** REQUEST **
Write out all of the records precisely. Skip anything that is a picture.

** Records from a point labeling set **

※ ※ ※

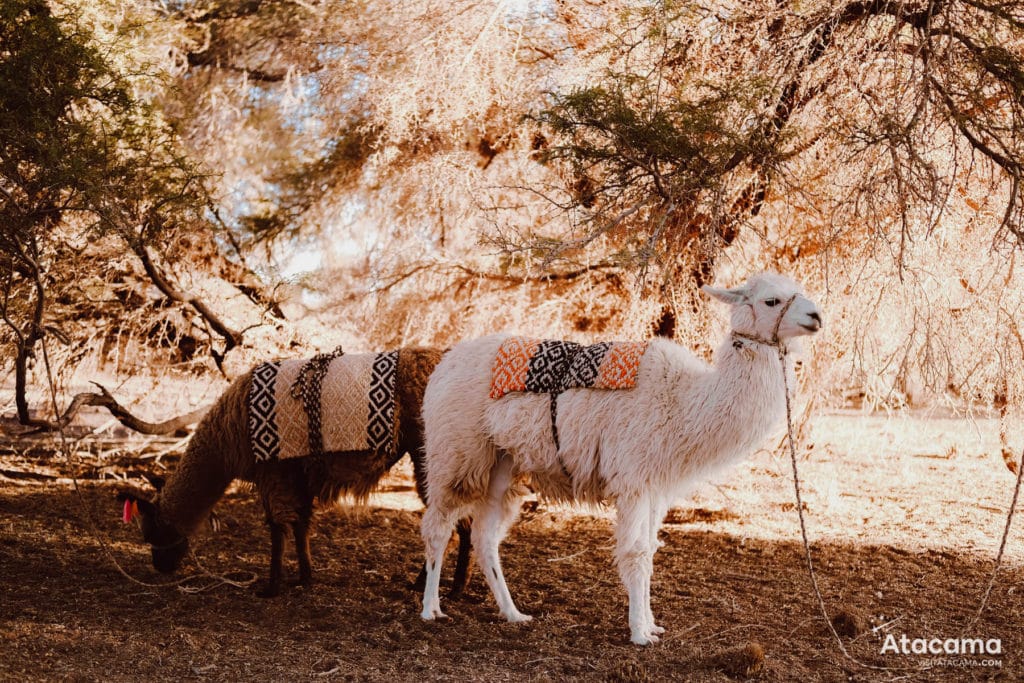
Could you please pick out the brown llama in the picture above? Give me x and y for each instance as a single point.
(221, 451)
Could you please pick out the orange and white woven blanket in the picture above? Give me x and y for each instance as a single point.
(551, 367)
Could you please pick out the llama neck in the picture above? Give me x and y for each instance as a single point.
(742, 399)
(195, 487)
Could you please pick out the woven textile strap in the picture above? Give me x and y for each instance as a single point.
(308, 386)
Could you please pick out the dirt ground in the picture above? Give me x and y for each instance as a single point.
(904, 514)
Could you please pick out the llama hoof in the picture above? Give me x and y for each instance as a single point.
(517, 617)
(647, 638)
(432, 614)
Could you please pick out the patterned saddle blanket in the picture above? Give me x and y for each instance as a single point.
(334, 402)
(551, 366)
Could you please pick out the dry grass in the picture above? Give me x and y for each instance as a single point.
(904, 516)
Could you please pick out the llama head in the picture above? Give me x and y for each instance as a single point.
(759, 303)
(167, 545)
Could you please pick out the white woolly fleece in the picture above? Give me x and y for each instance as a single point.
(639, 449)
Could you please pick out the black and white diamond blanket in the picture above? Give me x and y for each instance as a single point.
(356, 408)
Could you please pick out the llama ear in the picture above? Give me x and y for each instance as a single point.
(155, 479)
(730, 297)
(214, 521)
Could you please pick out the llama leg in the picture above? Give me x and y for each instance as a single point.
(656, 517)
(272, 587)
(463, 529)
(300, 529)
(492, 519)
(634, 557)
(436, 531)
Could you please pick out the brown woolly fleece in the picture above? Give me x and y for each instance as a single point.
(220, 452)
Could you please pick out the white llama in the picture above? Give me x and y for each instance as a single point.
(637, 449)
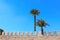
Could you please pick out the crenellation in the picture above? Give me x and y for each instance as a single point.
(29, 36)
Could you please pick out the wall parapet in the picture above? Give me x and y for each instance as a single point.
(29, 36)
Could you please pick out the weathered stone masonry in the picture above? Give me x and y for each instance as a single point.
(29, 36)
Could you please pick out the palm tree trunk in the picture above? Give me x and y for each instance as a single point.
(42, 31)
(34, 22)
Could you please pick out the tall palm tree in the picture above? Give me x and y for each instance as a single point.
(41, 23)
(34, 12)
(1, 30)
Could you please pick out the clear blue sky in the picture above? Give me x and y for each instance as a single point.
(15, 15)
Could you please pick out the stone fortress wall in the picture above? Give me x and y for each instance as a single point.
(29, 36)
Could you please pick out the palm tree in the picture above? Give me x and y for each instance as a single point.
(41, 23)
(34, 12)
(1, 30)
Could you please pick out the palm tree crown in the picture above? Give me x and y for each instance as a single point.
(34, 12)
(41, 23)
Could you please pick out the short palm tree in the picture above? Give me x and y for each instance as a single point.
(1, 30)
(34, 12)
(41, 23)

※ ※ ※

** COMPLETE ANSWER **
Could you please pick out the brown llama in the picture above? Give me x and y for each instance as a single point.
(221, 451)
Could you please pick out the orange and white woven blanket in the picture above? Give me x and y for each instance as a single point.
(551, 367)
Could you please pick out the llama neck in the picture above? Give me x and y for each instance as a single point.
(742, 399)
(195, 487)
Could you please pick out the woven textile strap in the picture above? Give me x and y for each instance as a single point.
(308, 386)
Could you please pick out the dirt ground in the picture above? Give me x and y for each instance as a single point.
(904, 514)
Could you please pick out the llama hoof in the picture above? Give me x and y for each instance as a single point.
(517, 617)
(647, 638)
(432, 614)
Could you please pick out the patterned saddle blanket in the picture above? Give me x and y for each instance as a single point.
(334, 402)
(551, 366)
Could you please pick out the dry grass in the picture above? Give me x and y for each instance as a single point.
(904, 516)
Could you please pick out the llama head in the picture above? Give me x and y for each instance as a single point.
(759, 303)
(167, 545)
Could you please pick out the white woolly fleece in the picture above? Give me x and y for each instance as a single point.
(639, 449)
Could you please pick out the black and white diamond blanket in the picture above? Give me x and y for each instance as a single point.
(356, 408)
Could you please pick out the llama ear in the picture above? Give me x and y for each instance as a single point.
(155, 479)
(730, 297)
(214, 521)
Could you please pick out the llama leg in the picture above? Give me x and y for each instance as a single point.
(656, 517)
(272, 587)
(463, 529)
(300, 529)
(492, 519)
(634, 557)
(436, 531)
Could you please pick out the brown woolly fleece in the picture above? Give me x and y for each instance as a single point.
(220, 452)
Could you please pick out the white llama in the picture above? Give me x and y for each instance as a single point.
(637, 449)
Could you please pick out the crenellation in the picture above? Give me x and y for each instance as a single point.
(29, 36)
Could you please pick out the wall parapet in the picture above? Give me x and y for each instance as a single point.
(29, 36)
Could you please pick out the weathered stone masonry in the picture above? Give me x and y for each instance as a single point.
(29, 36)
Could you please pick out the palm tree trunk in the picture above? Give me x and y for each instance as a single point.
(42, 31)
(34, 22)
Could you please pick out the tall palm tree in the picture above? Give me x and y for each instance as a single point.
(41, 23)
(34, 12)
(1, 30)
Could you please pick out the clear blue sky in the picture above? Give me x and y for each instance as a single point.
(15, 15)
Could you please pick out the stone fortress wall in the picture above? Give me x and y for each instance as a single point.
(29, 36)
Could you please pick out the palm tree in the picture above? Give me x and y for each instance as a single point.
(41, 23)
(34, 12)
(1, 30)
Could you please pick out the palm tree crown in the picture above? Give me x and y for each instance as a single point.
(34, 12)
(41, 23)
Could you please pick out the short palm tree in the picture above? Give me x and y for each instance as a single point.
(1, 30)
(34, 12)
(41, 23)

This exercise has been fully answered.